Steve Suitts lifts the veil on the dirty little secret that undercut the intent and subsequent efforts to achieve meaningful school integration—that those of wealth, power, and political strength could benefit from loopholes and end-runs that feed on the instincts of people to resegregate by race and class. His explanations in Overturning Brown are instructive for present and future policymakers as they strive for genuine education equity and for parents and the public at large who need to understand what is at stake.

—Glenn Koocher, executive director of the Massachusetts Association of School Committees

It’s simply not possible after reading Overturning Brown to deny that private-school vouchers emerged from the primordial ooze of Jim Crow racism. Suitts provides a detailed and compelling critique of those deep-rooted connections between school choice and resistance to Brown. It’s all here, laid out in history from 50–60 years ago — those familiar voucher rationales of individual choice, beneficial competition, increased quality, freedom of association, and religious liberty — all offered as justification for the public funding of private segregation academies. We even see the rationale of better serving students with special needs, as well as the rhetorical tactic of branding vouchers as “scholarships.” The avowed bigots who dreamed up these facially race-neutral rationalizations soon lost most of their court battles, but they seem to be winning the war. While Jim Crow as a particular variety of racism is thankfully dead, prejudices around race and class are still awfully alive, as is the very real segregation of students in our public and private schools and the stratification of educational opportunities. Overturning Brown cautions us to remember that history and to be wary of stratifying policies wrapped in attractive rhetorical packages.

—Kevin Welner, professor at the University of Colorado Boulder School of Education and director of the National Education Policy Center

Steve Suitts gives us a powerful, succinct history of how public policy and public funds have been used to circumvent desegregation of the nation’s public schools. This book is a must-read for policymakers, educators, and members of the public who wish to understand how massive resistance to school desegregation in the 1950s and '60s in the wake of Brown v. Board of Education has morphed into today’s vouchers and charter school movements clothed in civil rights rhetoric. Without effective oversight by responsible federal agencies, so-called schools of choice will continue to deprive African American students and other students of color of real desegregated schools and equal educational opportunities.

RECORD SET =
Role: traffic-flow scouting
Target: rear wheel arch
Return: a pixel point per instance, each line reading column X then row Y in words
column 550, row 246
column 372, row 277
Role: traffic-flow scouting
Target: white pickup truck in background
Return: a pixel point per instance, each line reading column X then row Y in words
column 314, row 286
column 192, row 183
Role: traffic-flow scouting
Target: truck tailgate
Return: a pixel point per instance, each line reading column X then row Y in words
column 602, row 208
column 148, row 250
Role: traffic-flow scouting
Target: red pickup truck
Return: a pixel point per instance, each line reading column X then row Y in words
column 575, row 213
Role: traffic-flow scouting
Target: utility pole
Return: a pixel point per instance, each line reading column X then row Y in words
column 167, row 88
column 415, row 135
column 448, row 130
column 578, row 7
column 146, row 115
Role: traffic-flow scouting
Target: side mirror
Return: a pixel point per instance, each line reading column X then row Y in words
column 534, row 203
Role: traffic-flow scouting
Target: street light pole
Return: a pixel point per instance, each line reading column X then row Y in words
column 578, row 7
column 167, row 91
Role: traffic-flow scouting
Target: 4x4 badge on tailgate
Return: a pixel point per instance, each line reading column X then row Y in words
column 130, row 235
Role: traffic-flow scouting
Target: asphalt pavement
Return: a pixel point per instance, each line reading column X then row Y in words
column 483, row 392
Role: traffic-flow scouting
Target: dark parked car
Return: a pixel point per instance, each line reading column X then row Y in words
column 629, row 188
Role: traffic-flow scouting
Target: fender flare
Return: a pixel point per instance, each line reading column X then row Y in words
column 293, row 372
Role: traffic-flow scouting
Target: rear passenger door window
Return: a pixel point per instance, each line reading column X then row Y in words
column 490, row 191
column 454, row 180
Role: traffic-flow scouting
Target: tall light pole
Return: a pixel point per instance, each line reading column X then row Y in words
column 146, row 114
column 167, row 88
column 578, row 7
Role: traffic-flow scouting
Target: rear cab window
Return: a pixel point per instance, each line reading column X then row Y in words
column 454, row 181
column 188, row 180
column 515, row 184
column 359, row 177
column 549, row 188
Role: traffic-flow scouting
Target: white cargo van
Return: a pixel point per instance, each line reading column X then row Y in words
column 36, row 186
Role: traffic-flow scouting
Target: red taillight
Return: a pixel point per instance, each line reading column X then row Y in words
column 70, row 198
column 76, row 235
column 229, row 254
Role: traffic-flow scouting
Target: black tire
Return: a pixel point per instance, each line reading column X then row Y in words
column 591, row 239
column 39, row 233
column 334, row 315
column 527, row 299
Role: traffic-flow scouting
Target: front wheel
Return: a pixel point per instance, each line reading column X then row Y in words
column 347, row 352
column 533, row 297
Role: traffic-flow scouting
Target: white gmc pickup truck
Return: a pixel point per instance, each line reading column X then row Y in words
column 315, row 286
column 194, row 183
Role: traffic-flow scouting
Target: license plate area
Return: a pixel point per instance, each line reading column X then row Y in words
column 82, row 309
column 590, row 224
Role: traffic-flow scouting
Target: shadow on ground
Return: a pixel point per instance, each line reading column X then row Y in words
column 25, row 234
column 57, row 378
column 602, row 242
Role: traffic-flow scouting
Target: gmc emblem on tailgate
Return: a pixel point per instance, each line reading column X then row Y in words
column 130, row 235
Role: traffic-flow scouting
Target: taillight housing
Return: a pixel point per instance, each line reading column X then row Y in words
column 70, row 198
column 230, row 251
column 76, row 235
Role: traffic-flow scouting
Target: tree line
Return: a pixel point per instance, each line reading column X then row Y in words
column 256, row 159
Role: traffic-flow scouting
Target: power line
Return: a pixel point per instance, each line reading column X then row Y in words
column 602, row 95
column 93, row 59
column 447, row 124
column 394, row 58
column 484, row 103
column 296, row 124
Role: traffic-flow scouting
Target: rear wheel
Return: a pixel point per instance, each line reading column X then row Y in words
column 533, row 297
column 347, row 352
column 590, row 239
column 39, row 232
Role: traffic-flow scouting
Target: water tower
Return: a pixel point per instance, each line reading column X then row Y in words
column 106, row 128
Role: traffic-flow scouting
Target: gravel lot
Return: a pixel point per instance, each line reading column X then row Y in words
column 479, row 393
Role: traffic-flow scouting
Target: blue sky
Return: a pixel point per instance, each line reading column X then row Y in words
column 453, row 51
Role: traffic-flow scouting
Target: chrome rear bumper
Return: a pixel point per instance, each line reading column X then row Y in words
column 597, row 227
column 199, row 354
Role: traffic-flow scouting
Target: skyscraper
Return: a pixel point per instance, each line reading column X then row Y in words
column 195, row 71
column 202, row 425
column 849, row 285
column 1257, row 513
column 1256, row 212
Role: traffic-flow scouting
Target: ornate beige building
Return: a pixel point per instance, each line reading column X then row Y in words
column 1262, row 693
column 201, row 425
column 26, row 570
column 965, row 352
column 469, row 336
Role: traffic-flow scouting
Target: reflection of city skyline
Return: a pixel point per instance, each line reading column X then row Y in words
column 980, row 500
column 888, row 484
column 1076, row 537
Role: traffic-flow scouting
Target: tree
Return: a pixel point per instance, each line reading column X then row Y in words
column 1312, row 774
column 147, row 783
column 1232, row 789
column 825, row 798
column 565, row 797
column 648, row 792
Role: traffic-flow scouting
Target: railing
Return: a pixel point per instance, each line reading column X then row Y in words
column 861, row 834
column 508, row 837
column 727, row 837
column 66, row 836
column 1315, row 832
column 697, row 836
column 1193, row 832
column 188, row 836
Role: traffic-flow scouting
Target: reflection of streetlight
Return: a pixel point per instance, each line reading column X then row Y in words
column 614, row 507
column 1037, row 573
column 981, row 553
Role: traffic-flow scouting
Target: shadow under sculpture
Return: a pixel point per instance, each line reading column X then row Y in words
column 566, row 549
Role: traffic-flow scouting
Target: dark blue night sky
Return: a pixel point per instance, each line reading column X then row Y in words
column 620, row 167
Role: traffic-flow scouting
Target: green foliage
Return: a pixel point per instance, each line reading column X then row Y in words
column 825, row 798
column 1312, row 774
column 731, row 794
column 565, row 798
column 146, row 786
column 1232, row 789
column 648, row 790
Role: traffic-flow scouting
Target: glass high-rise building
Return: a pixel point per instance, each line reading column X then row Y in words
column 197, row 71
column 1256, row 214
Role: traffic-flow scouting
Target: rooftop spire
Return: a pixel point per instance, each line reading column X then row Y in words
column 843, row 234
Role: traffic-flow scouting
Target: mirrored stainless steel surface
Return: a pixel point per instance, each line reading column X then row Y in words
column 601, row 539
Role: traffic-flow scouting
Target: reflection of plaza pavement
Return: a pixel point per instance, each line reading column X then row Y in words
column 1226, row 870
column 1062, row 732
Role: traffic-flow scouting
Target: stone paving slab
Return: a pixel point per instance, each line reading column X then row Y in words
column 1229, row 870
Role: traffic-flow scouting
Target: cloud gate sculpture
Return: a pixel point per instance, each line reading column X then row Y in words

EXERCISE BRIEF = Decide whether each statement below agrees with the endorsements of Overturning Brown above, answering yes or no and quoting the deciding words: (a) Glenn Koocher is executive director of the Massachusetts Association of School Committees; (b) Kevin Welner says the avowed bigots who devised the race-neutral rationalizations won most of their court battles; (c) the last endorsement calls the book a must-read for policymakers, educators, and members of the public.

EXERCISE ANSWER =
(a) Yes: "Glenn Koocher, executive director of the Massachusetts Association of School Committees"
(b) No: "The avowed bigots who dreamed up these facially race-neutral rationalizations soon lost most of their court battles"
(c) Yes: "This book is a must-read for policymakers, educators, and members of the public"